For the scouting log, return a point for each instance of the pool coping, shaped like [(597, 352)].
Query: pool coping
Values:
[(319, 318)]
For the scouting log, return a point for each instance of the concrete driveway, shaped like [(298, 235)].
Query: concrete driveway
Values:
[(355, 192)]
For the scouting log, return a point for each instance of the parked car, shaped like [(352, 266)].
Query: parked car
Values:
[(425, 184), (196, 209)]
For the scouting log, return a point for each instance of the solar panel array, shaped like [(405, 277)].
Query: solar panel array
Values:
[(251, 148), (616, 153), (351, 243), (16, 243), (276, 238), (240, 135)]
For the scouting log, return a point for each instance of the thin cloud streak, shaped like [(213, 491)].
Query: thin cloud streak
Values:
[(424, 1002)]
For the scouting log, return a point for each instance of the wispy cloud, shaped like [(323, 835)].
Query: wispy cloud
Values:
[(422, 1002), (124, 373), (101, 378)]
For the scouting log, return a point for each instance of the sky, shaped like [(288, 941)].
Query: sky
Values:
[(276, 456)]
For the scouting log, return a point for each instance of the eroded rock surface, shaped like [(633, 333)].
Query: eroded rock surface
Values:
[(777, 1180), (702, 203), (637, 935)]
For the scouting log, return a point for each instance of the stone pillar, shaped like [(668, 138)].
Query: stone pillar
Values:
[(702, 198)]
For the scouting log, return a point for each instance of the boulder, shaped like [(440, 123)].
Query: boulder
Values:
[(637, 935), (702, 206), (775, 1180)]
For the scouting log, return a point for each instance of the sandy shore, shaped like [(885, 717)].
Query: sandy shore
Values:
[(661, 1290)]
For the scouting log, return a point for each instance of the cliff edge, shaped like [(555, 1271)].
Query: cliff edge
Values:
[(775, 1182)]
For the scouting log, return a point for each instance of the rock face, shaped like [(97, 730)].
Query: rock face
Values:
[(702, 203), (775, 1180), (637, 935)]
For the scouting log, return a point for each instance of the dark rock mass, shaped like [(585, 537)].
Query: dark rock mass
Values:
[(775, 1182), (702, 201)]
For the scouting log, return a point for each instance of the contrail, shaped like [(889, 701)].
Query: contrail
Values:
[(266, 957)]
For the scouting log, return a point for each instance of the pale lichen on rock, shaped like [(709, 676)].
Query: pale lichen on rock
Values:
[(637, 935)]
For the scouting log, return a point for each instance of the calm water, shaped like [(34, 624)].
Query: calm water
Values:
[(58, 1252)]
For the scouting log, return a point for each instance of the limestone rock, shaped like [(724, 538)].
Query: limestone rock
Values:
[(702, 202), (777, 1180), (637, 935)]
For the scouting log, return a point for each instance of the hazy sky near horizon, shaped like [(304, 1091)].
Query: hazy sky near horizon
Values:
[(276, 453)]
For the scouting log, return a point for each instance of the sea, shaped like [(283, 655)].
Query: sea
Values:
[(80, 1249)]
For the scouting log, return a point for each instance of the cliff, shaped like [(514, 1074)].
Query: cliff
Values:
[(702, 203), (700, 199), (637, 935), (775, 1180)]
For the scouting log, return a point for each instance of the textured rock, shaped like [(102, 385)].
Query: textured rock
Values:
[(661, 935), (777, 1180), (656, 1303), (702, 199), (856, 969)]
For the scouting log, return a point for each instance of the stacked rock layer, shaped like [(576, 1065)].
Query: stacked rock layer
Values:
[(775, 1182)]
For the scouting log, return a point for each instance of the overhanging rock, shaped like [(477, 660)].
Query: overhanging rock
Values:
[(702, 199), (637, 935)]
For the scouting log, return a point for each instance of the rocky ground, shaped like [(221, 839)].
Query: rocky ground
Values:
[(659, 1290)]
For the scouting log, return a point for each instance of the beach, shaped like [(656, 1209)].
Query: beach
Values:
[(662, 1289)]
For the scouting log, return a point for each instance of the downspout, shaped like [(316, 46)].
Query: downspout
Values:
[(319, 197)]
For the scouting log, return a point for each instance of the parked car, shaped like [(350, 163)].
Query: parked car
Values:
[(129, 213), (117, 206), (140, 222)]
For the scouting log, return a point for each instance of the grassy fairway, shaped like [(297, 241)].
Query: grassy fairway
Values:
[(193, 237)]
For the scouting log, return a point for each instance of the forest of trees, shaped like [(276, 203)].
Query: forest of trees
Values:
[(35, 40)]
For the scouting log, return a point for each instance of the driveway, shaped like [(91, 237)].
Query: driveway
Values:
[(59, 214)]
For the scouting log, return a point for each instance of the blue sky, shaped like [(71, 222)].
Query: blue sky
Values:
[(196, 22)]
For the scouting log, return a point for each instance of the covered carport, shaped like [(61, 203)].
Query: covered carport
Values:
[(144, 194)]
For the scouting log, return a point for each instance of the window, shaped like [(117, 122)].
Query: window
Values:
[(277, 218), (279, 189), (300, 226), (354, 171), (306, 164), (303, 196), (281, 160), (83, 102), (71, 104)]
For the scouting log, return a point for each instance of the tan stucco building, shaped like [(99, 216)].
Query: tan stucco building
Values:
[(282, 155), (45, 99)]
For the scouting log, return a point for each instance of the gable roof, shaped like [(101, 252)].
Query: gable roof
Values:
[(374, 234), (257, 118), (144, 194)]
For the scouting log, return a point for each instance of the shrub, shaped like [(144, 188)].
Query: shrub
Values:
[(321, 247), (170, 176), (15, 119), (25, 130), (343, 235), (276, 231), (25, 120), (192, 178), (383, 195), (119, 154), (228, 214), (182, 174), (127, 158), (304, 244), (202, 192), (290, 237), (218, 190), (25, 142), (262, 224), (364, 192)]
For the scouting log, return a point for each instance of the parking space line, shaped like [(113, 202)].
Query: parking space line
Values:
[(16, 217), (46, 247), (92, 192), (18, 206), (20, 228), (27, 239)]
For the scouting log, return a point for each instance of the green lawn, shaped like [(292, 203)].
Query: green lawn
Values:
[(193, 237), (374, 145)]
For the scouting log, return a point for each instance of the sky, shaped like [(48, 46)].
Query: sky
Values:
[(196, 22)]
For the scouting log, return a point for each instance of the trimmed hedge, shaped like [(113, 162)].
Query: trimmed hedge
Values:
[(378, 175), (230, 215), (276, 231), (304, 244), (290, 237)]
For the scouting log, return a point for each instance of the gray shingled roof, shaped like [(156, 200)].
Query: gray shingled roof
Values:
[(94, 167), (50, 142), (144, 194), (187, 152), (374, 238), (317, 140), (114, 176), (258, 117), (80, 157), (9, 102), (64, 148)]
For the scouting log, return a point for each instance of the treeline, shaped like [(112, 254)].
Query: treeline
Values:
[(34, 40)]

====================

#### [Task brief]
Can you pull out the stretch of the material that opens with the line containing "like [(323, 835)]." and closes with the line containing "[(702, 198)]", both lines included, and reproduce it word for word?

#### [Answer to this exercise]
For the scouting log, return a point for each instance of the wispy cloud, shaped like [(323, 835)].
Query: wispy cloud
Values:
[(422, 1002), (124, 373), (101, 378)]
For the scouting log, return a point for each instance of the sky, shaped like [(288, 941)].
Query: sky
Values:
[(276, 456)]
For the scouting log, return a point for each instance of the eroded rock surface, shaped like [(633, 333)].
Query: eroded rock surface
Values:
[(777, 1180), (702, 203), (637, 935)]
For the scouting log, return a point for each instance of the stone pillar, shaped like [(668, 138)].
Query: stone pillar
Values:
[(702, 198)]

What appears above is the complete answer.